EXERCISE GOAL
Word for word, repeat the lines of the records from the one containing "the white golf" through the last line, both included.

AVAILABLE RECORDS below:

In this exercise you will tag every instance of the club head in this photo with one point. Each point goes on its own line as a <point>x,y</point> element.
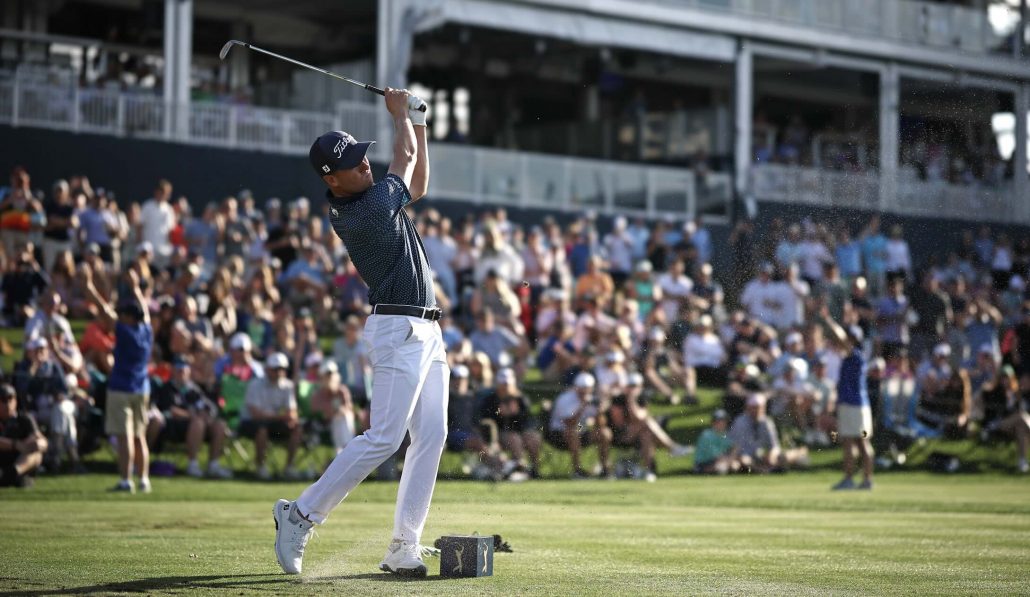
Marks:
<point>225,48</point>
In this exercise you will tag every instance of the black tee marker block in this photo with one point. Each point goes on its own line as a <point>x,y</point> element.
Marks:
<point>464,556</point>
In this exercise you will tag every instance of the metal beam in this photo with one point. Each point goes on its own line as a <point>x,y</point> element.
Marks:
<point>757,29</point>
<point>744,101</point>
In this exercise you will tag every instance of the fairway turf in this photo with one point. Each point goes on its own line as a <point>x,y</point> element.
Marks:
<point>917,533</point>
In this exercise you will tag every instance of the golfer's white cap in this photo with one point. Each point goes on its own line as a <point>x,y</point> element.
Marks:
<point>276,360</point>
<point>584,380</point>
<point>240,342</point>
<point>506,376</point>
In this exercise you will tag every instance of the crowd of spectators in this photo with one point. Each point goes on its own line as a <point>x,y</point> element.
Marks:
<point>258,314</point>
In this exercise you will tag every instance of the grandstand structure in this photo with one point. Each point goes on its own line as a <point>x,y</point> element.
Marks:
<point>661,108</point>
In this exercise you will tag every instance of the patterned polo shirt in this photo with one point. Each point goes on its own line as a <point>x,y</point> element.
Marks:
<point>383,244</point>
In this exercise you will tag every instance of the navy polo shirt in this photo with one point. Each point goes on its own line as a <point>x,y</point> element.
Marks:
<point>383,244</point>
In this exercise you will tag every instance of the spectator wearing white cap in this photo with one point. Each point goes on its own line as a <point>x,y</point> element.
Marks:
<point>661,370</point>
<point>644,289</point>
<point>157,220</point>
<point>511,412</point>
<point>704,358</point>
<point>619,246</point>
<point>271,414</point>
<point>715,452</point>
<point>332,406</point>
<point>611,374</point>
<point>232,373</point>
<point>574,424</point>
<point>756,440</point>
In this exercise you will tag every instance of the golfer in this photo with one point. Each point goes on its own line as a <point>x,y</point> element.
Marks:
<point>406,350</point>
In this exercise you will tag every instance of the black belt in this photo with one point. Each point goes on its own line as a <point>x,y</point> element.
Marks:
<point>420,312</point>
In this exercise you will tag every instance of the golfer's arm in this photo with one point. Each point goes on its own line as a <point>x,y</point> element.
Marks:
<point>405,148</point>
<point>420,176</point>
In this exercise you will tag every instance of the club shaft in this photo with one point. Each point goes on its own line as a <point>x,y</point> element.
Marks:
<point>316,69</point>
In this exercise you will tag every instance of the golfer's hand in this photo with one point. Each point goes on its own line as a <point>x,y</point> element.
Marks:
<point>417,116</point>
<point>397,102</point>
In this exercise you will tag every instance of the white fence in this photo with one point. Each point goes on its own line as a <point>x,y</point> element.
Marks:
<point>538,180</point>
<point>473,174</point>
<point>861,190</point>
<point>912,22</point>
<point>148,116</point>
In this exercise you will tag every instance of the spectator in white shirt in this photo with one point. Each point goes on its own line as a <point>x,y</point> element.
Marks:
<point>676,288</point>
<point>619,246</point>
<point>898,261</point>
<point>813,254</point>
<point>704,357</point>
<point>157,220</point>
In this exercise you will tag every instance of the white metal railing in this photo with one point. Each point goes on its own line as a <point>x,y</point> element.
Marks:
<point>126,114</point>
<point>798,184</point>
<point>914,22</point>
<point>460,172</point>
<point>538,180</point>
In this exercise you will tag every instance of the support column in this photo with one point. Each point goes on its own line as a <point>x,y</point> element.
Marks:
<point>889,99</point>
<point>239,62</point>
<point>385,27</point>
<point>743,117</point>
<point>171,71</point>
<point>183,64</point>
<point>1020,197</point>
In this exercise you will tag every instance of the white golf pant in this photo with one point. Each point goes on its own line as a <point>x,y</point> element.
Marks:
<point>409,394</point>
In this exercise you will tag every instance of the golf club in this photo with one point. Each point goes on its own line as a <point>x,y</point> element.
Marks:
<point>229,45</point>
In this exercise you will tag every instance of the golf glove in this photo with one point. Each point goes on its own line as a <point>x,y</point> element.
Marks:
<point>417,117</point>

End of AVAILABLE RECORDS.

EXERCISE SOLUTION
In this exercise you will tag every instance of the white golf pant in this photo with one point. Each point goes on its own line as a <point>x,y</point> element.
Marks:
<point>409,394</point>
In this exercise you will tag every instance of the golf club in this photo with one point. Each point goes on its own line as a <point>x,y</point> element.
Marks:
<point>229,45</point>
In this exercise you will tag every instance of the golf glove in this photo with one point. Each point goes on its own line as a <point>x,y</point> element.
Marks:
<point>417,117</point>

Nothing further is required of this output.